» Goal:
Retype each of the lines in the records below, keeping every character the same.

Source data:
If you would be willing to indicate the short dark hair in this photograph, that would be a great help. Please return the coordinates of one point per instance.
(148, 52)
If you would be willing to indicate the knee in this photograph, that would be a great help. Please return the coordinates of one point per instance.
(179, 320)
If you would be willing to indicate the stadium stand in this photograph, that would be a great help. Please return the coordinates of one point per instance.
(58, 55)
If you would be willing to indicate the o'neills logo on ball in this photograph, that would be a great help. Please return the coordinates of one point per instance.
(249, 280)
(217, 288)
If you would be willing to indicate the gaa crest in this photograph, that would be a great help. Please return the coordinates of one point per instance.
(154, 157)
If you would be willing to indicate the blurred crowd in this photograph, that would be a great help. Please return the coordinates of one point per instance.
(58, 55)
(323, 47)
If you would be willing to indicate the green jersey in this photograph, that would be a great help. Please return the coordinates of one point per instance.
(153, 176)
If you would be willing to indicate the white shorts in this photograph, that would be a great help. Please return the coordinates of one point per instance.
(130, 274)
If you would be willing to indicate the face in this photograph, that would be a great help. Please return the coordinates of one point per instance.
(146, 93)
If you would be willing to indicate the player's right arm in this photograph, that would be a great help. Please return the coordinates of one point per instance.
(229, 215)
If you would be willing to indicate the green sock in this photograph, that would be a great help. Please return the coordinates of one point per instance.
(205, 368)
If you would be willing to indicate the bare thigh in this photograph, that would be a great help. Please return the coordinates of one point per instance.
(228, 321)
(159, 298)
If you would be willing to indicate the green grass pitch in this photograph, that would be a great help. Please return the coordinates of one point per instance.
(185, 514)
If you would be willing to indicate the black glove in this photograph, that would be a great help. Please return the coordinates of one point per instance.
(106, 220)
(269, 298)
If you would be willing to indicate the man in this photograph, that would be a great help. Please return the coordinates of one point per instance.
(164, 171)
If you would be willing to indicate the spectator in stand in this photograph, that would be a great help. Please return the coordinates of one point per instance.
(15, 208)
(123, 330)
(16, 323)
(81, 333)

» Final answer:
If you would be willing to indicate the short dark hair in this photograph, that would be a great help. Please return the coordinates of one point per instance.
(148, 52)
If you would be willing to indicate the knee in this photograph, that would be a great help. Please return the coordinates of one point per instance.
(179, 320)
If you would be willing to indicate the stadium stand in this photograph, that would be a great help. Please return the coordinates of one point per instance.
(58, 55)
If you would be willing to indicate the o'neills logo on ball in this photograph, that would be a great help. Please return the coordinates of one point per instance.
(249, 280)
(217, 288)
If you would be willing to indicate the gaa crest in this photograph, that would be a great help. Please return the coordinates of one point per instance.
(154, 157)
If you would be willing to indicate the blurred crowd in this photograph, that would be a great help. Please return the coordinates of one point per instance.
(58, 55)
(323, 47)
If you would be willing to indicate the green jersey in this photograph, that would be a great help. Please return the coordinates of one point per instance.
(153, 176)
If you would be willing to indicate the white shorts in this photograph, that would be a great help. Please return the coordinates of one point per instance.
(130, 274)
If you would be willing to indicate the face in this photograph, that would be a great help. Please return the coordinates of one point per instance.
(146, 93)
If you would be willing to indicate the player's right arm in this photograph, that would be a great help. Please return the coordinates of one point per instance.
(229, 215)
If you would be willing to indicate the green sock in this photograph, that would be a great help. Please return the coordinates of one point per instance.
(205, 368)
If you would be willing to indicate the bare thigh in this photograph, that would be a great help. Please return the coordinates of one point per instance.
(228, 321)
(159, 298)
If you would be willing to indicate the green grass pitch in this photograph, that would be a great help. Please return the coordinates of one point per instance.
(185, 514)
If you would be willing to indicate the black glove in this photograph, that would be a great help. Please return the coordinates of one point per instance.
(106, 220)
(269, 298)
If you would be willing to indicate the man in this photograph, that would be a great help. Please return the coordinates of one point per instance.
(164, 171)
If you would be willing to indicate the spectator in stand in this photograph, that would be a great help. Please return the coordinates of one point per instance.
(15, 208)
(123, 330)
(16, 323)
(81, 333)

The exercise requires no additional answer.